41. Ki-tze était proche parent de Sheou. Quand Sheou commença à se faire des bâtons d'ivoire, Ki-tze dit en soupirant :
— S'il se fait maintenant des bâtons d'ivoire, il se fera bientôt des vases de pierres précieuses ; s'il se fait des vases de pierres précieuses, il voudra (après cela, se procurer) et se servir des choses précieuses et merveilleuses provenant des pays éloignés, il commencera à étendre le luxe de ses chars, des chevaux, des palais, du trône et l'on ne saura plus le corriger.

Commentaire. — Ki est un nom de royaume. Tze désigne les fonctionnaires. C'étaient les oncles de Sheou. Sheou était le roi de Shang. Corriger, i. e. guérir (sauver, faire revenir à la vertu).

**DONNÉES:**
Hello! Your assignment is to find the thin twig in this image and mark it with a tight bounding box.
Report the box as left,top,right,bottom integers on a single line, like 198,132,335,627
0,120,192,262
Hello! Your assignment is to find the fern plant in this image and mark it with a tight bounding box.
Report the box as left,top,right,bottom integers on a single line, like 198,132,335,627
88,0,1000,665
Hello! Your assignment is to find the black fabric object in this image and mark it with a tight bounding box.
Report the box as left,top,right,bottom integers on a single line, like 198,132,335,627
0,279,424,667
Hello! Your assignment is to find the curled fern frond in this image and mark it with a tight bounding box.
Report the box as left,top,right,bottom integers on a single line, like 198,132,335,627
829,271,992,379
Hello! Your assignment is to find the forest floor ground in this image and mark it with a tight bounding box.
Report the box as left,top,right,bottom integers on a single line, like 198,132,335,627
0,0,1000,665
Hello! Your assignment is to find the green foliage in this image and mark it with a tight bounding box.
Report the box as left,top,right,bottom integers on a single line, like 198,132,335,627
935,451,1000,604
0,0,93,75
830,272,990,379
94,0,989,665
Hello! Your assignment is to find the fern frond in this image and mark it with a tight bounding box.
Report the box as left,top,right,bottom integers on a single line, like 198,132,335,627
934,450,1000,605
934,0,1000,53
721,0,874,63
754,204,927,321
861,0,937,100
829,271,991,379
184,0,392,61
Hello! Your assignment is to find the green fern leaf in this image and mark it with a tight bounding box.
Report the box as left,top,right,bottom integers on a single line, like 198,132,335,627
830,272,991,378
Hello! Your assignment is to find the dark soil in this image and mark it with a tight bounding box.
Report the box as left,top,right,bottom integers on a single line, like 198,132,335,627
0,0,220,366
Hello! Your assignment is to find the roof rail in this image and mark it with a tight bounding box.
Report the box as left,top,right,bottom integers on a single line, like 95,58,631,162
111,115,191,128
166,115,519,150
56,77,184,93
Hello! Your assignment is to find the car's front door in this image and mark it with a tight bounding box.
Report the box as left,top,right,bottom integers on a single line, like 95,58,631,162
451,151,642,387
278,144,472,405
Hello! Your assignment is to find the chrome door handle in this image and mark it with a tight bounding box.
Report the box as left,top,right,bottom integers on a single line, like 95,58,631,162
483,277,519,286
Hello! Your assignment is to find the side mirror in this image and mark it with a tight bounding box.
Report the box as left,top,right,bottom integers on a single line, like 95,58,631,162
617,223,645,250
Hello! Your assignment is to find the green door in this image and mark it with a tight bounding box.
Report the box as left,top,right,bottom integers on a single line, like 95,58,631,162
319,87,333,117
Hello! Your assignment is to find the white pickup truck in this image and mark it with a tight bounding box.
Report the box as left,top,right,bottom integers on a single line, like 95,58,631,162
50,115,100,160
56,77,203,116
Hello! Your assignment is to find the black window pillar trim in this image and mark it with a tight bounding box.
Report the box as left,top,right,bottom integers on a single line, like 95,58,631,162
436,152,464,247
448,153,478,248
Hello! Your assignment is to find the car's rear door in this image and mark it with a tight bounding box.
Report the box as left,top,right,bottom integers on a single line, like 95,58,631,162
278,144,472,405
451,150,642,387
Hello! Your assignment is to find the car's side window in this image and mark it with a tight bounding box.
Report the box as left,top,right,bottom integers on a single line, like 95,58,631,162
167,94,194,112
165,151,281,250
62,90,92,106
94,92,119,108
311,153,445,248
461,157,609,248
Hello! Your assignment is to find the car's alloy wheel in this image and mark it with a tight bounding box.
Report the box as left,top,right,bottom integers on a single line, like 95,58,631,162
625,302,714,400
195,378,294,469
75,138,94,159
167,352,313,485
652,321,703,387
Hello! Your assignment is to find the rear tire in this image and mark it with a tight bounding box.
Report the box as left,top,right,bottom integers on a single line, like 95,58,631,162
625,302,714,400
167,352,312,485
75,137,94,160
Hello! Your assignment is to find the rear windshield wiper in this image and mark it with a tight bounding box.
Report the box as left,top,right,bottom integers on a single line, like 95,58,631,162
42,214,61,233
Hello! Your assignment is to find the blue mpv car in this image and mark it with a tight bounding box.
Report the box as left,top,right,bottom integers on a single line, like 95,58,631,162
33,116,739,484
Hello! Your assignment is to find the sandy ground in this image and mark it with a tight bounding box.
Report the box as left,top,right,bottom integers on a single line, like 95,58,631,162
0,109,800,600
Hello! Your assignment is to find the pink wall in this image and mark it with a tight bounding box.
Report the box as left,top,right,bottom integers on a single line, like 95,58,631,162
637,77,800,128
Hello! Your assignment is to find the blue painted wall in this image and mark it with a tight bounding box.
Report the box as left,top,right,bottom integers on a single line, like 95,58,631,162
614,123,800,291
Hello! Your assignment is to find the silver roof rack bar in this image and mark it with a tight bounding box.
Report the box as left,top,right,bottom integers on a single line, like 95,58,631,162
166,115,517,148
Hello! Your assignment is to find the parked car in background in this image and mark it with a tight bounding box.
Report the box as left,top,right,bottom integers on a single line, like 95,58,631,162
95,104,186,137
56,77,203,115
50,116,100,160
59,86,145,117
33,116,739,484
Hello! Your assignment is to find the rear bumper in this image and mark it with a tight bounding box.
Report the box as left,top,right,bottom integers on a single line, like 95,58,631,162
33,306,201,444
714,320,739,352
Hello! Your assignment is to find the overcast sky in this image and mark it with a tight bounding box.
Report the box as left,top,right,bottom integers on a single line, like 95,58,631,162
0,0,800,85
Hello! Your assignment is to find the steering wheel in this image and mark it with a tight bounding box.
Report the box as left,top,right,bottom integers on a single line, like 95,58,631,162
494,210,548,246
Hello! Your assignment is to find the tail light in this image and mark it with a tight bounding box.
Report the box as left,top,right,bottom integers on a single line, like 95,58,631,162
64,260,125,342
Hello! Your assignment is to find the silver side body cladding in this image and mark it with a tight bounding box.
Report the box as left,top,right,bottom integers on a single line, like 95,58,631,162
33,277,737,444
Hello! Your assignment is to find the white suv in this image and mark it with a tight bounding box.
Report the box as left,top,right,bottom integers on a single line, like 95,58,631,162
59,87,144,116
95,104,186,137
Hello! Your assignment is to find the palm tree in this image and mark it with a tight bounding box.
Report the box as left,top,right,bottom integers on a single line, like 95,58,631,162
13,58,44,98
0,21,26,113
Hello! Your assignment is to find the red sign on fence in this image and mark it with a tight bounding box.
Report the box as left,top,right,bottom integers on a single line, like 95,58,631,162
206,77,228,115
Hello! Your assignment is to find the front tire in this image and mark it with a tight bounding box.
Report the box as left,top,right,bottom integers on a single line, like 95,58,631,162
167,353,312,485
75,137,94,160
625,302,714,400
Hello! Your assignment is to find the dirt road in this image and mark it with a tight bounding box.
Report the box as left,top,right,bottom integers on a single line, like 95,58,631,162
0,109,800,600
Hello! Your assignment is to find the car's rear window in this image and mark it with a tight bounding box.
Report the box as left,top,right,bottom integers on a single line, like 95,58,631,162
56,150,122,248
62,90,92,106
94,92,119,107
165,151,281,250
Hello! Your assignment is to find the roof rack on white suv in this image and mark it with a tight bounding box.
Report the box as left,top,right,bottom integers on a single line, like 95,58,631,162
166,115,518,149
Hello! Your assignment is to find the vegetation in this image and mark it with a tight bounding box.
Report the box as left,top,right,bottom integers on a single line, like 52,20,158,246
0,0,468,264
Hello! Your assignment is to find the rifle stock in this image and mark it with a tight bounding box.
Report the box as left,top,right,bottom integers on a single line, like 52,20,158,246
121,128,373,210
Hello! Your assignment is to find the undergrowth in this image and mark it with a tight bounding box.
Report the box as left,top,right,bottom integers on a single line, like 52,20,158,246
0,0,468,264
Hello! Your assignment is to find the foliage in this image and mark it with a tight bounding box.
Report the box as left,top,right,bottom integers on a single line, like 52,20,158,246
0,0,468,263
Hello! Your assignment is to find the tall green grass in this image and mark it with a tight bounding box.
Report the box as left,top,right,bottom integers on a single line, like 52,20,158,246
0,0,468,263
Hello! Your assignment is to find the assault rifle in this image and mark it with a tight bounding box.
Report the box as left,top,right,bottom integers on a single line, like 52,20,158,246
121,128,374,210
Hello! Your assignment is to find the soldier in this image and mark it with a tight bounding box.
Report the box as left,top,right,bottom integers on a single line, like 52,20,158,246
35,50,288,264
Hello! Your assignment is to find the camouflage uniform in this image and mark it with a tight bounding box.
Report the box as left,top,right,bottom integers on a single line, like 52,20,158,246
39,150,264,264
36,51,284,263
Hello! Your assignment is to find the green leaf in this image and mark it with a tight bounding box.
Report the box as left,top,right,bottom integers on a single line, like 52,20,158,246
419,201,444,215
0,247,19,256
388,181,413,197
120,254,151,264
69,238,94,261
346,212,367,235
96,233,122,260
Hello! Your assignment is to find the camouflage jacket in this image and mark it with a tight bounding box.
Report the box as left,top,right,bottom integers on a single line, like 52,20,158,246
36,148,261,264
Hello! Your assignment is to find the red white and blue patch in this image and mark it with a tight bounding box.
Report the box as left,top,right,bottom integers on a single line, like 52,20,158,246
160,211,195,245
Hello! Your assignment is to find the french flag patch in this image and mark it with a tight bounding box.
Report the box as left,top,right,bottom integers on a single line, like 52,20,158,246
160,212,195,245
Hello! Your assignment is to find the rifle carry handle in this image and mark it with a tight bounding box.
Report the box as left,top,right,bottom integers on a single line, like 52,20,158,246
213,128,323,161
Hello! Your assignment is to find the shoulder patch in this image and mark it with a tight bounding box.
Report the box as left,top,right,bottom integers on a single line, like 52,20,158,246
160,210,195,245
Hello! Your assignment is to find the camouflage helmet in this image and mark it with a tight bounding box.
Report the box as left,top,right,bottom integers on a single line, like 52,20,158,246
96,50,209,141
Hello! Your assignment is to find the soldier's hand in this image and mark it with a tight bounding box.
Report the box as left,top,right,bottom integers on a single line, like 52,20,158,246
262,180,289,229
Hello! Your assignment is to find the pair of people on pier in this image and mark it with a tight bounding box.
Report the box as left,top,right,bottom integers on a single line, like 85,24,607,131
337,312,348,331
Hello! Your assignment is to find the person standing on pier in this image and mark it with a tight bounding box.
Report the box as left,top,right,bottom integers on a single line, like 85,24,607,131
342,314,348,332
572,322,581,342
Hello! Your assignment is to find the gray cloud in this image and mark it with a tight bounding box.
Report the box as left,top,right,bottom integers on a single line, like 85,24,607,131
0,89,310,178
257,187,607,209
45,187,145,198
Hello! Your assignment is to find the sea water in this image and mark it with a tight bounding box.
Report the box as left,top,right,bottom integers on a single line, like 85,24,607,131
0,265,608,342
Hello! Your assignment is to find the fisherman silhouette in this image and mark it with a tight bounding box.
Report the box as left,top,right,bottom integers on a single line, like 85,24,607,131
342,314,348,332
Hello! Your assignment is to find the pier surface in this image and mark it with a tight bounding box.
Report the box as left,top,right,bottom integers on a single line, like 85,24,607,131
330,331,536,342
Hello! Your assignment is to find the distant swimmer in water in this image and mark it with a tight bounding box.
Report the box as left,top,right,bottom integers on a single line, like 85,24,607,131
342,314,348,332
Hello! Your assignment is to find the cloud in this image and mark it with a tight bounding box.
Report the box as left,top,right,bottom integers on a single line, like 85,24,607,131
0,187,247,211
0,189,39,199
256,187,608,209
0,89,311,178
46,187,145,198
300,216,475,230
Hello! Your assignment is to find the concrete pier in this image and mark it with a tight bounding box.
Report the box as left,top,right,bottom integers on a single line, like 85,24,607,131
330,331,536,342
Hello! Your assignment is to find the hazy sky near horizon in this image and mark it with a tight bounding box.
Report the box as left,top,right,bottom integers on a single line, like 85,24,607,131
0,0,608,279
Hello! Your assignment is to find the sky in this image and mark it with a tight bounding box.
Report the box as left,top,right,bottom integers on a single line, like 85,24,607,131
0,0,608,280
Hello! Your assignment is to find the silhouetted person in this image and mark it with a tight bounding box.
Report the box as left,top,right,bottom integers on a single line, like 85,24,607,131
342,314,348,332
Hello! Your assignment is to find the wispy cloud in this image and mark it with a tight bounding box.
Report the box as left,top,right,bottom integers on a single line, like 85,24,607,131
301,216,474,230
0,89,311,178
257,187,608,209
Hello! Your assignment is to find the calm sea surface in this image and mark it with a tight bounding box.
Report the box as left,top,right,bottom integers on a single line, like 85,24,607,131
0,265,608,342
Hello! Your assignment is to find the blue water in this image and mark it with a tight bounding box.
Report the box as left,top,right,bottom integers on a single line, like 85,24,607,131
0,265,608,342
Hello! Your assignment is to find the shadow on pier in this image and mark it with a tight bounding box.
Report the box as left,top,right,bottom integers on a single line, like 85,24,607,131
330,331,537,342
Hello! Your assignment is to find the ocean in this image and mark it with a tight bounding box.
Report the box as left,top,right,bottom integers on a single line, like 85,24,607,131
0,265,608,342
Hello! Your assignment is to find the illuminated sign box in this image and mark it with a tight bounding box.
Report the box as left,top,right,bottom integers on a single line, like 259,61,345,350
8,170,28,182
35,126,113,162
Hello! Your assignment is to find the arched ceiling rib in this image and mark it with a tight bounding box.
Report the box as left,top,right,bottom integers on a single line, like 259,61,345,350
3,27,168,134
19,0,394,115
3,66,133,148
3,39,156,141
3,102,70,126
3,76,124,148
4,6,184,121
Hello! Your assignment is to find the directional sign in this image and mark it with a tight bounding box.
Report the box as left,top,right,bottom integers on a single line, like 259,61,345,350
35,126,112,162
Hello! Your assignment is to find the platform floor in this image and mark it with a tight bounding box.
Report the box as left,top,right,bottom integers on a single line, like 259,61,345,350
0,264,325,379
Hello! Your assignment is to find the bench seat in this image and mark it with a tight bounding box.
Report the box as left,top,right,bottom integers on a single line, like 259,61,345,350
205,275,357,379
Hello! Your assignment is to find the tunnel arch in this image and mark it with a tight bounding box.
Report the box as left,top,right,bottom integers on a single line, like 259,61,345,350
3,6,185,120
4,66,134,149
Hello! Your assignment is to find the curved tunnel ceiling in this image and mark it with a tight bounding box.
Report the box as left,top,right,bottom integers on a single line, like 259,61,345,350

**CONSIGNES:**
A - Recopiez le passage du texte cité compris entre « 41. Ki-tze était » et « à la vertu). », bornes incluses.
B - Selon le texte cité, de quel royaume Sheou était-il le roi ?
C - D'après le texte cité, de quelles choses Sheou commencera-t-il à étendre le luxe ? Énumérez-les toutes.

**RÉPONSES:**
A -
41. Ki-tze était proche parent de Sheou. Quand Sheou commença à se faire des bâtons d'ivoire, Ki-tze dit en soupirant :
— S'il se fait maintenant des bâtons d'ivoire, il se fera bientôt des vases de pierres précieuses ; s'il se fait des vases de pierres précieuses, il voudra (après cela, se procurer) et se servir des choses précieuses et merveilleuses provenant des pays éloignés, il commencera à étendre le luxe de ses chars, des chevaux, des palais, du trône et l'on ne saura plus le corriger.

Commentaire. — Ki est un nom de royaume. Tze désigne les fonctionnaires. C'étaient les oncles de Sheou. Sheou était le roi de Shang. Corriger, i. e. guérir (sauver, faire revenir à la vertu).

B - Sheou était le roi de Shang.

C -
- ses chars
- les chevaux
- les palais
- le trône